======== GIVEN RECORDS

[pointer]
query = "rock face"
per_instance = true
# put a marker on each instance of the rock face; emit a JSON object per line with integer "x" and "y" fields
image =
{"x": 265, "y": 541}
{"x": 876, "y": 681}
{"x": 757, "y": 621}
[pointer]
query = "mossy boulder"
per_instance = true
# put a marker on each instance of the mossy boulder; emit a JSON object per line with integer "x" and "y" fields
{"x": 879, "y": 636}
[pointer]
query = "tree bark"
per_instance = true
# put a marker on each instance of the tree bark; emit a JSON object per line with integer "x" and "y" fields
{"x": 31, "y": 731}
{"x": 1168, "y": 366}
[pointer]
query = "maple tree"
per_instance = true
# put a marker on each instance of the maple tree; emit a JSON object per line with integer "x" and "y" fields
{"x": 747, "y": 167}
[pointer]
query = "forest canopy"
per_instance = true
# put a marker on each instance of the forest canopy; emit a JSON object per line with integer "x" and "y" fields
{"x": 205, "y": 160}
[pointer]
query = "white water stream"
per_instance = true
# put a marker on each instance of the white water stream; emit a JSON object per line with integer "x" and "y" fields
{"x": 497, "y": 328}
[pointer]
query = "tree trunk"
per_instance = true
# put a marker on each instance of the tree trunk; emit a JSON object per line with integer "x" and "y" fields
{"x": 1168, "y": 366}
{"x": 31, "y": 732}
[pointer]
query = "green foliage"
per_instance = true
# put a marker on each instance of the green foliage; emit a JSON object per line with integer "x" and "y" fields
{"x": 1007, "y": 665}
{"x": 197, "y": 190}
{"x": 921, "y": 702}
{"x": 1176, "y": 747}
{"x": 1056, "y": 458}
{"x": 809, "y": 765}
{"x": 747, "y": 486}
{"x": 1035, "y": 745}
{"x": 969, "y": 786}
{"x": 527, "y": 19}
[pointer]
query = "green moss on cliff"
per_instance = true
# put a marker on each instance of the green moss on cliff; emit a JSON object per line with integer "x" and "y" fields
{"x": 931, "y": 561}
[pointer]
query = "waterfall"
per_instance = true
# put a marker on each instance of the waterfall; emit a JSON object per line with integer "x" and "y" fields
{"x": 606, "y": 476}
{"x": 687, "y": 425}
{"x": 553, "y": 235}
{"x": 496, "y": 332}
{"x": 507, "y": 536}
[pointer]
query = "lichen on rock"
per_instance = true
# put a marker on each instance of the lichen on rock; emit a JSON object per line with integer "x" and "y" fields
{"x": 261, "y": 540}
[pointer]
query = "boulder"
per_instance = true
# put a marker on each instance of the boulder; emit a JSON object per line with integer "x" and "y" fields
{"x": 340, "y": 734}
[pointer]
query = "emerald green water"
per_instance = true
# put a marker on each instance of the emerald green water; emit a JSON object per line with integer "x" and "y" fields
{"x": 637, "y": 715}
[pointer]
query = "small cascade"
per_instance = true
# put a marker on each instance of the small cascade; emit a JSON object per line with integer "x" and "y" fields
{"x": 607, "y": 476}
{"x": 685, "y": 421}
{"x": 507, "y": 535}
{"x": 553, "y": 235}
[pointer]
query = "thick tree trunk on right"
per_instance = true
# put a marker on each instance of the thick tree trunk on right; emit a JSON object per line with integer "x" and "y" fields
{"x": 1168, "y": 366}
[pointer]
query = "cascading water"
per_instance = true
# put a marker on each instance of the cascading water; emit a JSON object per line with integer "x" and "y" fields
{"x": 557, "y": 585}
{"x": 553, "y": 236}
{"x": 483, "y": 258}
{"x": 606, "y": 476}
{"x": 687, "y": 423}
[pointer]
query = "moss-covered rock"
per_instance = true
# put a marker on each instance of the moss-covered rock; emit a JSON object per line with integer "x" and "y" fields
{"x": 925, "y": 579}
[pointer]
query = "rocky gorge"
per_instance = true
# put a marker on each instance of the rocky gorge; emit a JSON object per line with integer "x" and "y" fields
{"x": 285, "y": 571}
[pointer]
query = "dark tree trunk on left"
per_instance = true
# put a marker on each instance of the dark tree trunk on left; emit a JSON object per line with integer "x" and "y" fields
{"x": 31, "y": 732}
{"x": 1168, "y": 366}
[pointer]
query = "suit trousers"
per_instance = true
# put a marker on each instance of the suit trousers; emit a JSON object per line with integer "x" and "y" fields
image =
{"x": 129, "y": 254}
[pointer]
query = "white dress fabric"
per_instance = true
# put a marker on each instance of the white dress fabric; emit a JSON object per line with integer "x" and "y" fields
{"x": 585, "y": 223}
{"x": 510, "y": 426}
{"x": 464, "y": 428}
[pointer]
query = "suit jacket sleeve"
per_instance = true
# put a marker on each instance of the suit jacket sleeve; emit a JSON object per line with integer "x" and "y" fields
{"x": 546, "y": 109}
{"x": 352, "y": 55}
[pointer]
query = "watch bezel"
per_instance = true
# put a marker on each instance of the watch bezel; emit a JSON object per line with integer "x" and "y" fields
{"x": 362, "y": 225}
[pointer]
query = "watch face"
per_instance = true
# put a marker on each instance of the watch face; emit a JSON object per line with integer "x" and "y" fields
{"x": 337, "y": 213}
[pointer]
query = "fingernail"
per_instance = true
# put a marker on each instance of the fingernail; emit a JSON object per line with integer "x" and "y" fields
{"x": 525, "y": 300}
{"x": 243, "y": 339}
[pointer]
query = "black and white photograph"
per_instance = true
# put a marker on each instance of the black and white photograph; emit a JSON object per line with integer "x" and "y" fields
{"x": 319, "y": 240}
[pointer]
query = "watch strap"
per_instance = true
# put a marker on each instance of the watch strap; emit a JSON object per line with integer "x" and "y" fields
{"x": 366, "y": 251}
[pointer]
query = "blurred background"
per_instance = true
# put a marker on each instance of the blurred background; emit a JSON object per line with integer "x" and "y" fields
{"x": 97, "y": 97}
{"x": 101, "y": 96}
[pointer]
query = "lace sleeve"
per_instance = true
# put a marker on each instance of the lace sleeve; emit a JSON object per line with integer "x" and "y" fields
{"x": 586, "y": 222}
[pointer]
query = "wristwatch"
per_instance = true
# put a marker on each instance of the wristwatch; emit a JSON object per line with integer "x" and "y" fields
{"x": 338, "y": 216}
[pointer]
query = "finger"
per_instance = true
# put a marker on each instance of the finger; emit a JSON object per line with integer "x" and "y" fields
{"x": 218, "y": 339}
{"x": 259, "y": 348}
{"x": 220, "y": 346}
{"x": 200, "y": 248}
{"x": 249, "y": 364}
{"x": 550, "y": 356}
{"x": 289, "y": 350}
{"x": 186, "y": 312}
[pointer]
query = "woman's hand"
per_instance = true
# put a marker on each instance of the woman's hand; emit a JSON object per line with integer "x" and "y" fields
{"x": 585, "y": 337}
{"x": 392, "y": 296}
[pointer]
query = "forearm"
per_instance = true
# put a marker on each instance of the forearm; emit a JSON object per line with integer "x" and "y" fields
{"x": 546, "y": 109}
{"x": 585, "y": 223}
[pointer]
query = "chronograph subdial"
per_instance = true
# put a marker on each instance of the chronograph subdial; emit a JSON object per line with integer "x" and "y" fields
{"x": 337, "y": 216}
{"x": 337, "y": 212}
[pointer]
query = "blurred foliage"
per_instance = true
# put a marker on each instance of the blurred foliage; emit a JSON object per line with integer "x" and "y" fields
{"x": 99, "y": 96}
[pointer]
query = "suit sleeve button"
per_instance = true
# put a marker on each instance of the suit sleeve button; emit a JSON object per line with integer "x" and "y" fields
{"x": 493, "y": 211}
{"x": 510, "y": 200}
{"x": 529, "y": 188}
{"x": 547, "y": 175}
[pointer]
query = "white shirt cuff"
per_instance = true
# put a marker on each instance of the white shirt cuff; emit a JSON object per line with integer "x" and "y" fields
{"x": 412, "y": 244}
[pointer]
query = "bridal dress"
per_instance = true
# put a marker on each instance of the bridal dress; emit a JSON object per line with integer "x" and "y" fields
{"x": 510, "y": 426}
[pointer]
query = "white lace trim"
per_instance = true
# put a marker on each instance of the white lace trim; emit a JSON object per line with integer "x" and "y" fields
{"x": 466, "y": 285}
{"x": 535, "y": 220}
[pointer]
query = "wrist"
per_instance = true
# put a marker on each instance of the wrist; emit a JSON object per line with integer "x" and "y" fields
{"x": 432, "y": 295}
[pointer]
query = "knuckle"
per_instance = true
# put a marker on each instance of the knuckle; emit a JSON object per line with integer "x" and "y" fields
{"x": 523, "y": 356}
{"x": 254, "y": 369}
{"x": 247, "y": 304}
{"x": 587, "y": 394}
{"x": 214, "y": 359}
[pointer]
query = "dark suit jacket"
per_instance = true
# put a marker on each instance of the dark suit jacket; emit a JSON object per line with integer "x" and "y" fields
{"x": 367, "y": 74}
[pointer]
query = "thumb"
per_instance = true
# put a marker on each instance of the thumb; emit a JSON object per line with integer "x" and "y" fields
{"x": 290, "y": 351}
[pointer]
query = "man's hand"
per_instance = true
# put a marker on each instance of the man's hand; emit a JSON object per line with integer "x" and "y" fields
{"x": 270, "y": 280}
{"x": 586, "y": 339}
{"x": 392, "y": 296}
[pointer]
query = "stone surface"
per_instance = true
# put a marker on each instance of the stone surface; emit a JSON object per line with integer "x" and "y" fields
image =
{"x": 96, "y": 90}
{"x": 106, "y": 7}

================

> REQUEST
How many lines in the records contain the string "cascade"? Reply with the number alone.

> COMPLETE RESPONSE
2